### [Information shown]
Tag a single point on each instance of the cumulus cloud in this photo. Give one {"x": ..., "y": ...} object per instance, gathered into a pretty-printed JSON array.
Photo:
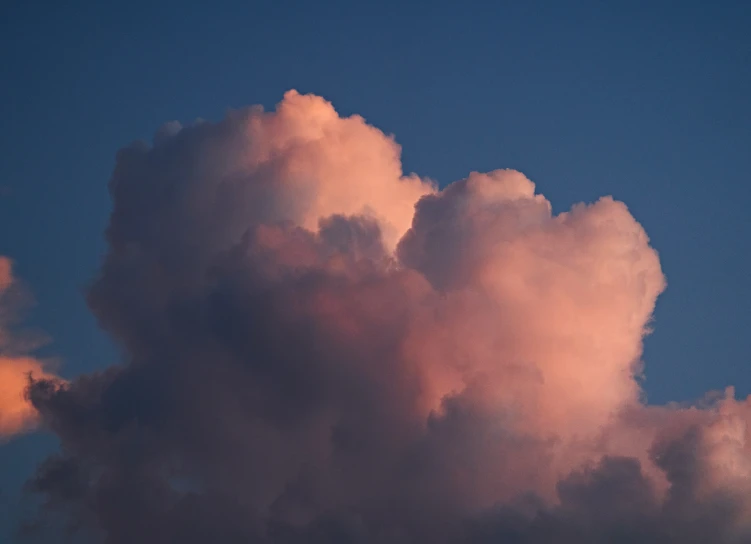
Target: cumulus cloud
[
  {"x": 16, "y": 412},
  {"x": 319, "y": 348}
]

### [Aim]
Reproduce the material above word for word, leaving out the pictures.

### [Answer below]
Tag a single point on each instance of the cumulus cloud in this photo. Give one {"x": ..., "y": ...} object per instance, gathered into a pretty-printed JSON array.
Photo:
Target: cumulus cloud
[
  {"x": 16, "y": 412},
  {"x": 319, "y": 348}
]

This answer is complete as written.